**Passage:**
□ □ □ □ □ □ □

Nov 10 2011
Opinels, swiss knives, smart phones, and production machinery
Using Opinel knives while picnicking last summer got me thinking about their differences in design philosophy from Swiss knives, our traditional perception of multifunction tools, and how smart phones and machining centers contradict that perception.
Mostly known for snow-capped mountains, the Savoie region of France is also the birthplace of the Opinel, a pocket knife designed 120 years ago, and very popular there with anybody who hikes or just goes on a picnic. As you can see below, it is a simple knife with a sharp, pointed blade, and a ring to lock it closed or open.
As a concept, it is diametrically opposed to its cousin, the swiss knife, and its multiple functions:
The Opinel only has one function, but performs it well; the swiss knife has many but does not excel at any. It will cut, but not as well as the Opinel; it serves as a corkscrew, but provides no leverage to pull out the cork; it will open cans, but slowly and by pulling the sharp edge of the lid outwards towards your hand rather than into the can, etc. It is convenient because you only have to carry one tool around, but, for everything it does, there is a dedicated tool that does it better.

□ □ □ □ □ □ □

**Records:**
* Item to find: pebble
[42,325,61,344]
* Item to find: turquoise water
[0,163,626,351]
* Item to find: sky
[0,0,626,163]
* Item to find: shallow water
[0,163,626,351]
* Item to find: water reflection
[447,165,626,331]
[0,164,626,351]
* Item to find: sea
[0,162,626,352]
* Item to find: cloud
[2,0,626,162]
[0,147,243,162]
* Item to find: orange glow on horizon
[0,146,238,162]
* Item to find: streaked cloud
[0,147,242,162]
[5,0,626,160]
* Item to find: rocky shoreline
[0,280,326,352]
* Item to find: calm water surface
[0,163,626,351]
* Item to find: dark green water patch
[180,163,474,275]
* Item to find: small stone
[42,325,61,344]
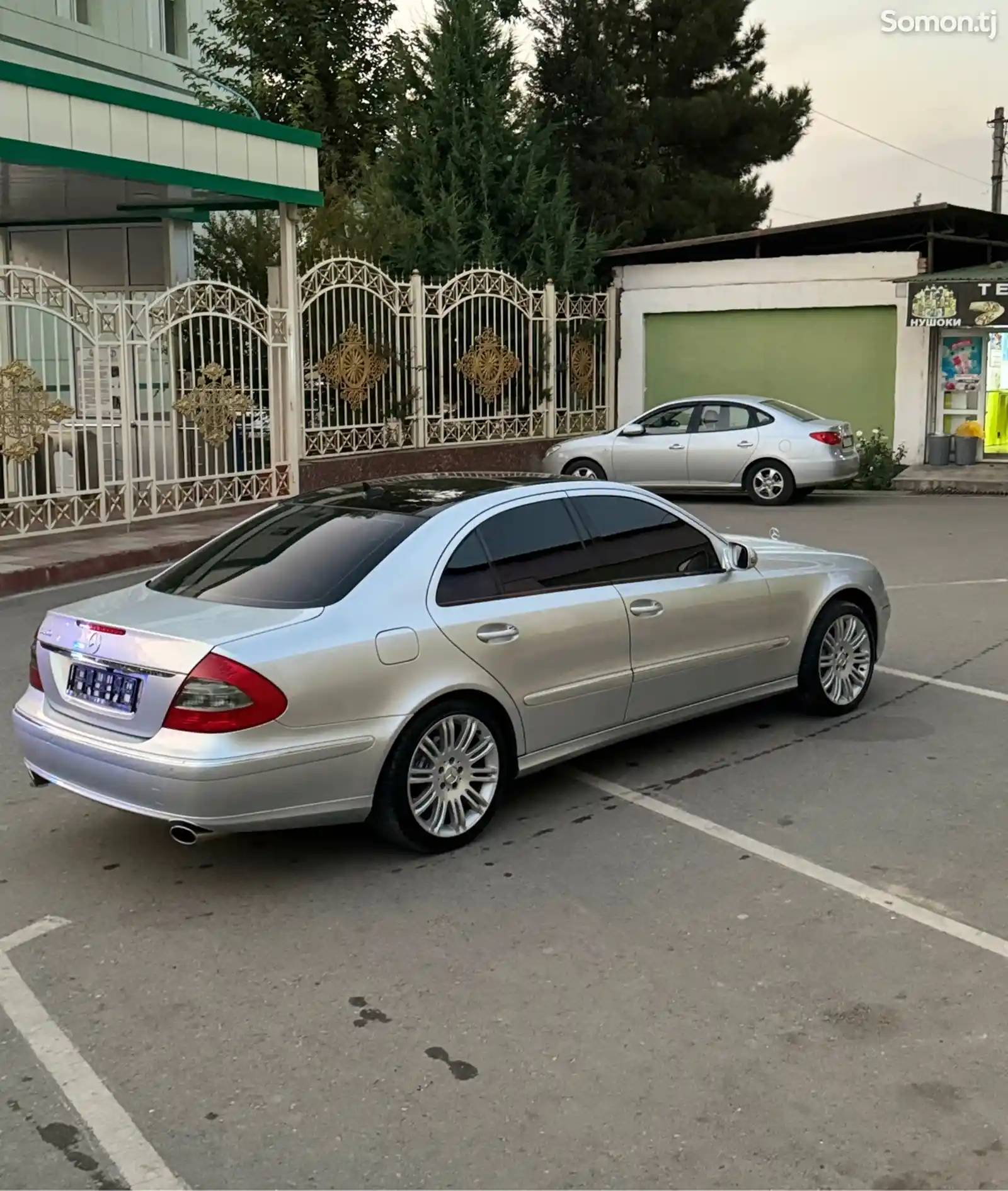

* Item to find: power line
[813,107,990,191]
[770,202,816,219]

□ □ □ □ □ □ □

**What needs to be done:**
Please answer these questions from the piece on Opinel and Swiss knives:
(a) In which region of France did the Opinel originate?
(b) How many years before the piece was written was the Opinel designed?
(c) When the Swiss knife opens cans, which direction does it pull the sharp edge of the lid?

**Correct result:**
(a) The Savoie region.
(b) 120 years.
(c) Outwards, toward your hand rather than into the can.